> [YOUR INSTRUCTIONS] Below are several records. Retype exactly those lines running from the one with "column 34, row 36" through the one with "column 25, row 165", end lines included, and no others.

> [PROVIDED RECORDS]
--- START ---

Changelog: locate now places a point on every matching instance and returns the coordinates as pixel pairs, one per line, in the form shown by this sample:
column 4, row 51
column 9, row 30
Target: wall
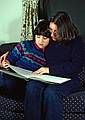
column 76, row 8
column 10, row 20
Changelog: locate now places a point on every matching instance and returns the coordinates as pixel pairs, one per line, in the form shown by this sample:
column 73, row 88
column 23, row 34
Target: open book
column 27, row 75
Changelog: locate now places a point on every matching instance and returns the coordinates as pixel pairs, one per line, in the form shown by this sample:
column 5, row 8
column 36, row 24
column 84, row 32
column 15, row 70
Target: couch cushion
column 10, row 104
column 75, row 103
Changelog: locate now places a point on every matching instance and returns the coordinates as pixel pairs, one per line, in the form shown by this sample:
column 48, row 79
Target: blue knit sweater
column 65, row 60
column 27, row 55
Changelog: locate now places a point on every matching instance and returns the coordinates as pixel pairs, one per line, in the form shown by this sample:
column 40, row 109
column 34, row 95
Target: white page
column 43, row 78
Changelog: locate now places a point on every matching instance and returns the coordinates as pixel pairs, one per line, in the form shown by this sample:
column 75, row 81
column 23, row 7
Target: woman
column 64, row 57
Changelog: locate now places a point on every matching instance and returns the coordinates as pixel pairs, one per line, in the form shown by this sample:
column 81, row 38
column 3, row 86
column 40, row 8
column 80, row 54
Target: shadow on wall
column 14, row 30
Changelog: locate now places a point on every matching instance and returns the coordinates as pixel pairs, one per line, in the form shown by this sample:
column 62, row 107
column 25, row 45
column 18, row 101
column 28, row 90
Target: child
column 27, row 54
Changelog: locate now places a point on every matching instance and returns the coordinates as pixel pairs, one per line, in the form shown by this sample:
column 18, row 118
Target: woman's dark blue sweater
column 65, row 59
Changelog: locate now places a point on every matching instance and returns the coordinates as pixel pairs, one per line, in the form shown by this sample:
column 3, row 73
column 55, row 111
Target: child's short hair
column 42, row 28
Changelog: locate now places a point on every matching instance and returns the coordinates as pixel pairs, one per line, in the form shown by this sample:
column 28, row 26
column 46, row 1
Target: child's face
column 41, row 41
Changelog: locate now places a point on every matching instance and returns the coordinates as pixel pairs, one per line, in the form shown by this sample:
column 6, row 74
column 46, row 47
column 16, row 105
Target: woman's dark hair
column 66, row 29
column 42, row 28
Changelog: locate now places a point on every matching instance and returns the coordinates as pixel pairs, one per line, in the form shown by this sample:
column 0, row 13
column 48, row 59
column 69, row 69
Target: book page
column 44, row 78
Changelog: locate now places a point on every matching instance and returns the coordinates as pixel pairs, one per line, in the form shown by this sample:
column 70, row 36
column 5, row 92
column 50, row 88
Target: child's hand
column 42, row 70
column 5, row 64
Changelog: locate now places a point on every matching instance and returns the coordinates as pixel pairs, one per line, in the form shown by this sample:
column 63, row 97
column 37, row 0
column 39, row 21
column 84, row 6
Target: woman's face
column 41, row 41
column 54, row 31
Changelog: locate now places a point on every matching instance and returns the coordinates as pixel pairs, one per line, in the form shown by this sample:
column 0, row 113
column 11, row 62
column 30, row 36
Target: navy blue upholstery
column 74, row 104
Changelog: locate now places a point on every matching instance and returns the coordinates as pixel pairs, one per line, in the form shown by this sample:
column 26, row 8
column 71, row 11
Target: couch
column 12, row 108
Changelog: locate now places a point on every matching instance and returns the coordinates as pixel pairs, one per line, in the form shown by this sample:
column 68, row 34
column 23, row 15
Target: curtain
column 29, row 18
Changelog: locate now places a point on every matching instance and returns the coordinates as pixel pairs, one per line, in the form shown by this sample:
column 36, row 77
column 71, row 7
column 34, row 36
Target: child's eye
column 38, row 36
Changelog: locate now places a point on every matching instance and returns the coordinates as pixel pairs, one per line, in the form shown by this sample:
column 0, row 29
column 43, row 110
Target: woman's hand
column 3, row 58
column 5, row 64
column 42, row 70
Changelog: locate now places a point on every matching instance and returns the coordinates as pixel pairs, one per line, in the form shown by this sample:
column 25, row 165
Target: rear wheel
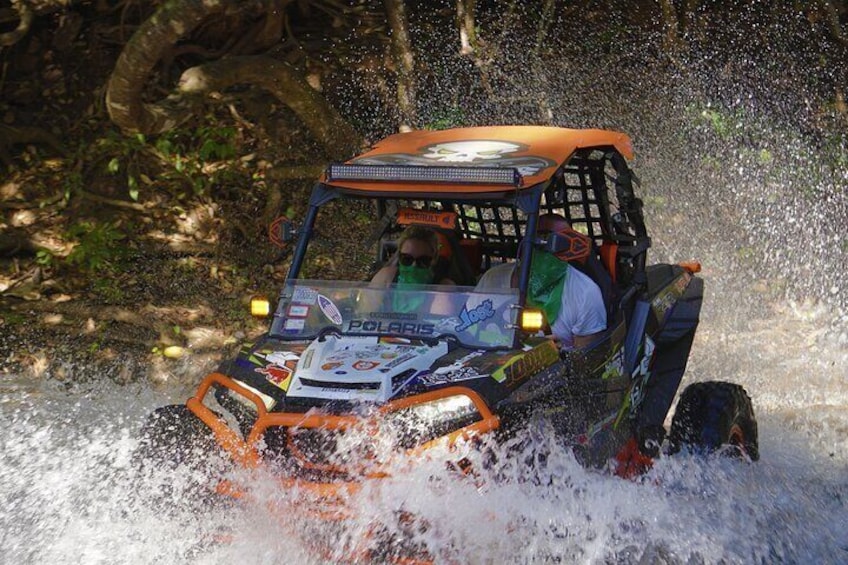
column 713, row 416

--- END ---

> [RESPONSE]
column 34, row 36
Target: child's eye
column 38, row 36
Changelog: locate now places a point on every matching instance and returns the coordinates as pixel pairs, one per line, in the form shown by this sample:
column 0, row 29
column 43, row 110
Target: woman's hand
column 3, row 58
column 5, row 64
column 42, row 70
Changelog: locate now places a point on every matching instance and returns the coordinates as pixel pairs, one per line, in the form shown by this sample:
column 25, row 165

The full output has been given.